Material:
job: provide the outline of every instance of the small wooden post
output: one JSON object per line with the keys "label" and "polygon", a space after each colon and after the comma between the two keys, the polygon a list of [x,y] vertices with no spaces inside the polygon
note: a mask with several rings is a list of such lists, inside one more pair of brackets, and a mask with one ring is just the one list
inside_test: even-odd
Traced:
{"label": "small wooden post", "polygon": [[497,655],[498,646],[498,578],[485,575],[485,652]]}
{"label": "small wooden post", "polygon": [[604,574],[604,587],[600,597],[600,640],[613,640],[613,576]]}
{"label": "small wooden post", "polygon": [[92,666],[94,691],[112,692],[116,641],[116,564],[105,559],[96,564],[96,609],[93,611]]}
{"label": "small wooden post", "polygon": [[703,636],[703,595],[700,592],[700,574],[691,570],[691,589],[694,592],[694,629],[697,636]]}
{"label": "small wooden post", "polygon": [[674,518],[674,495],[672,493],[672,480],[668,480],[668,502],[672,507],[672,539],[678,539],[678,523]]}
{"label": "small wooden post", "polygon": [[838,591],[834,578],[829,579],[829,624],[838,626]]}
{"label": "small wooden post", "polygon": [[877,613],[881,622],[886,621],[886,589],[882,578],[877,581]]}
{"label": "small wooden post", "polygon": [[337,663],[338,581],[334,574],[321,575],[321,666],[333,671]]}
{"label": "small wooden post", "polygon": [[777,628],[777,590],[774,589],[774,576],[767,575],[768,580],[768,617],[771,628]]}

Exercise: Extract every line of the rows above that contains the string "label".

Exercise solution:
output: one JSON object per line with the keys "label" and "polygon", a space after each colon and after the comma between the two keys, the polygon a list of [x,y] vertices with no spaces inside the polygon
{"label": "small wooden post", "polygon": [[497,655],[498,646],[498,578],[485,575],[485,652]]}
{"label": "small wooden post", "polygon": [[604,574],[604,587],[600,597],[600,640],[613,640],[613,576]]}
{"label": "small wooden post", "polygon": [[92,666],[94,691],[112,692],[116,641],[116,564],[105,559],[96,564],[96,609],[93,611]]}
{"label": "small wooden post", "polygon": [[703,636],[703,595],[700,592],[700,574],[691,570],[691,589],[694,592],[694,629],[697,636]]}
{"label": "small wooden post", "polygon": [[674,518],[674,495],[672,493],[672,480],[668,480],[668,502],[672,507],[672,539],[678,539],[678,523]]}
{"label": "small wooden post", "polygon": [[838,591],[834,578],[829,579],[829,624],[838,626]]}
{"label": "small wooden post", "polygon": [[877,613],[881,622],[886,621],[886,589],[882,578],[877,581]]}
{"label": "small wooden post", "polygon": [[337,663],[338,581],[334,574],[321,575],[321,666],[333,671]]}
{"label": "small wooden post", "polygon": [[777,628],[777,590],[774,589],[774,576],[767,575],[768,580],[768,617],[771,628]]}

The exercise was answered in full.